▸ **Excerpted passage**:

I’m happy you take up this issue, since it is something that used to keep me awake all night. On this recording I’m using my 1697 David Tecchler cello in its usual, beautiful shape. As with many of my colleagues, I have done experiments with different setups, gut strings, Baroque bows, and so on. I have great interest in listening to what others are getting out of their efforts in this field—great examples are Pieter Wispelwey’s and Steven Isserlis’s Baroque/Classical recordings, and of course wonderful period ensembles such as the Concerto Copenhagen. In my own music making, however, I have realized that changing the frame of my instrument for Baroque/Classical doesn’t pay off artistically the way I would want it to. I don’t feel that it brings me to a better place, so to speak. To me the cello, or any musical instrument, is really “an instrument,” a wonderful machine, that we use to channel our understanding of the composer’s works. And this has turned out to be the most important for me.
On YouTube there is a sequence of the late Danish bassoonist Peter Bastian playing a small Balkan-style improvisation, one of the most musical moments I can recall. And what is his instrument here? A straw! Given his extraordinary musicianship I think he could have played any piece of music on that straw, and it would still have made great sense.
So, in short, I feel very good about the modern setup for this recording, and that goes for the Fazioli top model piano as well. I think it is perfectly possible to channel our understanding of Beethoven’s works through those instruments.
Maybe some would call my approach to the matters you mentioned here pretty conservative. It’s all based on good old, grounded cello technique, as described vividly by Navarra, Feulliard, Grützmacher, and other great masters, such as my teachers, who were able to explain music-making on the cello down to the smallest detail. Lessons with the Alban Berg Quartet pointed me in the direction of Leopold Mozart’s treatise on violin playing, where most things about playing music around the time of his son are explained.
A core example of the thinking I use when playing Beethoven is from his String Quartet in C Minor, op. 18/4. In bar two of the first movement, according to the Classical school and L. Mozart, we should release tension right here. But Beethoven boldly writes a sforzando instead, accenting the release instead of just letting the musician perform it conventionally. He is creating a small revolution right there, one of many in his oeuvre.

▸ **Data lines**:

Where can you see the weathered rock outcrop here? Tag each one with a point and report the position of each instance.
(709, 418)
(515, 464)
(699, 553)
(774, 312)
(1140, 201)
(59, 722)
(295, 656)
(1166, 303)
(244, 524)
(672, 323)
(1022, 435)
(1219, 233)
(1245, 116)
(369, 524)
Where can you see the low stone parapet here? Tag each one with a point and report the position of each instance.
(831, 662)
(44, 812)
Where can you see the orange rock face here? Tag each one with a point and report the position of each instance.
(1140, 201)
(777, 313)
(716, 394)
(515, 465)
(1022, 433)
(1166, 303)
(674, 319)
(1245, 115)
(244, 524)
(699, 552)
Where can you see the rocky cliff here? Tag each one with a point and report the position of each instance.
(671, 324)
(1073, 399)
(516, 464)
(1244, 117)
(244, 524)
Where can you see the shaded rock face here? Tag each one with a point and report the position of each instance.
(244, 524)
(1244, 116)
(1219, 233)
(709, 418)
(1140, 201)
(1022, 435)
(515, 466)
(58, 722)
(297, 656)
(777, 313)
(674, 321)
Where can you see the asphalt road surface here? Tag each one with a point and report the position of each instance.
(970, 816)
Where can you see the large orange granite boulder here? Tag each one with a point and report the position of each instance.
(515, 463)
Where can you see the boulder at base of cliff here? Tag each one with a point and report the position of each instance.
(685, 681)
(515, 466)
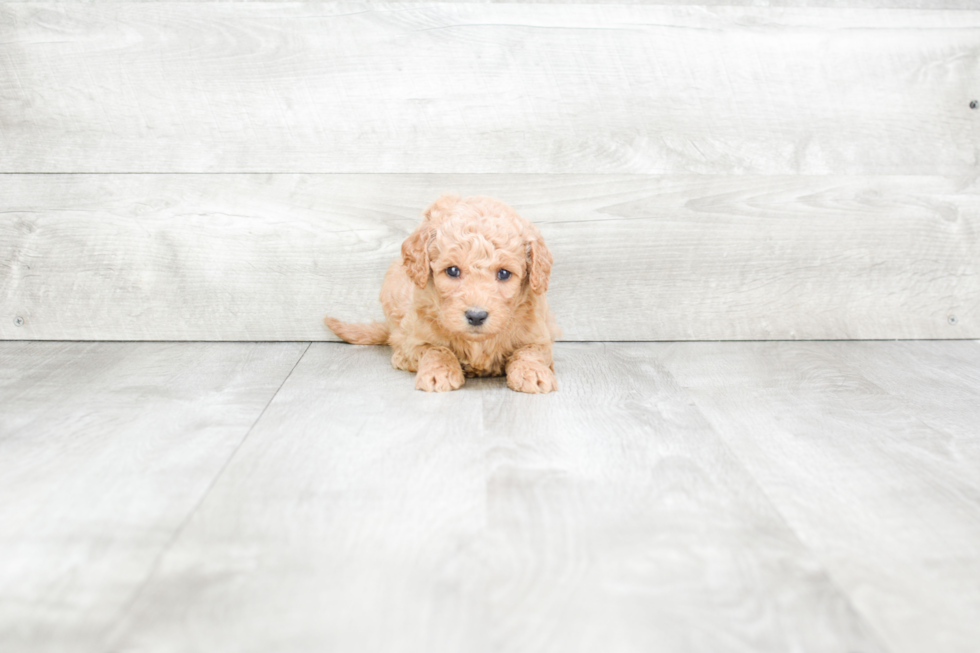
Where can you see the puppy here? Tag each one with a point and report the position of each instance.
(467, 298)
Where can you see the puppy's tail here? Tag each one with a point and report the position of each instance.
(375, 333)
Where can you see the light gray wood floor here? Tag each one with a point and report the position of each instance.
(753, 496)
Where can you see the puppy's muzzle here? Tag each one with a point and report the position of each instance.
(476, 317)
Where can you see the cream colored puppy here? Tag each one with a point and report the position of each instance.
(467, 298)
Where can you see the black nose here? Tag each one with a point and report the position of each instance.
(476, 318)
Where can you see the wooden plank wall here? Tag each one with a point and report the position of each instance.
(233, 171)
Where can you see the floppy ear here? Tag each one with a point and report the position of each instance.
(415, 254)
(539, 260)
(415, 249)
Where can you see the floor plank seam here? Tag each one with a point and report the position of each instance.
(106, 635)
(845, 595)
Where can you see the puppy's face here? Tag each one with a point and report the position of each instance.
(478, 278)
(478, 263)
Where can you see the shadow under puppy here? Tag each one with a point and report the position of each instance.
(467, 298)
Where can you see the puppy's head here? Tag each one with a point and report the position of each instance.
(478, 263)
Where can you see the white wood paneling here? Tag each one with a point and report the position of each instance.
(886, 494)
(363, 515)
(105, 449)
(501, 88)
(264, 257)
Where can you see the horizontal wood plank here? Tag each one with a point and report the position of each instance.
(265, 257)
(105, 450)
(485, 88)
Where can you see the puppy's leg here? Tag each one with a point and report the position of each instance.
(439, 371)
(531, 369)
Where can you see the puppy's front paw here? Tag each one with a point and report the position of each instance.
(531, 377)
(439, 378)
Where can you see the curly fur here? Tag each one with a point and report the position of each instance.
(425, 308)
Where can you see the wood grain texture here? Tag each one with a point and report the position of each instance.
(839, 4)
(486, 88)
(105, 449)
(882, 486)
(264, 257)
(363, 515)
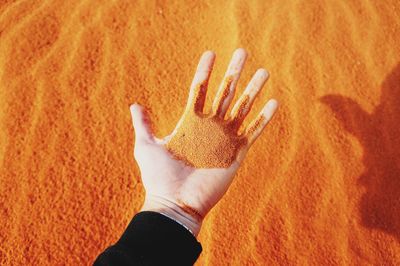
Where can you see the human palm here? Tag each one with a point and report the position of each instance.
---
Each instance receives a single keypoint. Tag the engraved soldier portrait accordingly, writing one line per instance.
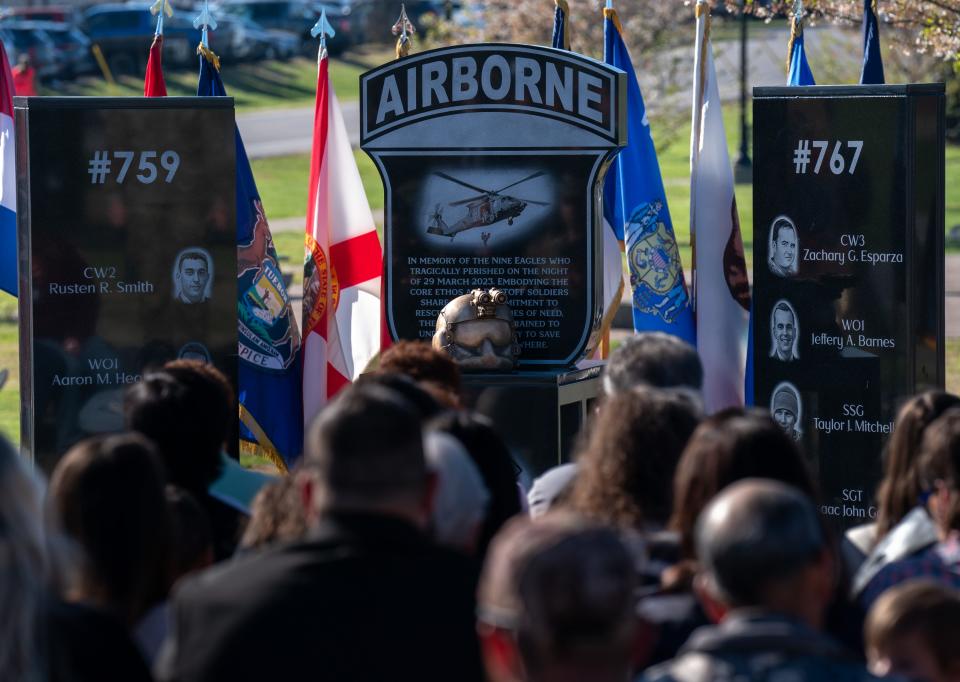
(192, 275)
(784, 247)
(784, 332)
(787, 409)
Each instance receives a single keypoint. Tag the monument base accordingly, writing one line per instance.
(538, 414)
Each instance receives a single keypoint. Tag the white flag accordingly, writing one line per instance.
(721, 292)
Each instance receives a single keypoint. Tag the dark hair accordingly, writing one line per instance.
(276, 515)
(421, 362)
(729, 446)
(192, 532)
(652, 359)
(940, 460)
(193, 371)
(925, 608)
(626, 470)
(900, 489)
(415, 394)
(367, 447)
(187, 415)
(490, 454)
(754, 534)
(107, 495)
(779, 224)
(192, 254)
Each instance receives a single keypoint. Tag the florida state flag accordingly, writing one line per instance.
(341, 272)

▸ **What to do**:
Answer these questions using the passage about the cello recording.
1. What date does the passage give for the David Tecchler cello?
2. What instrument does Peter Bastian play in the YouTube sequence?
3. Which Beethoven work does the passage cite for the sforzando in bar two of its first movement?

▸ **Expected answer**:
1. 1697.
2. A straw.
3. The String Quartet in C Minor, op. 18/4.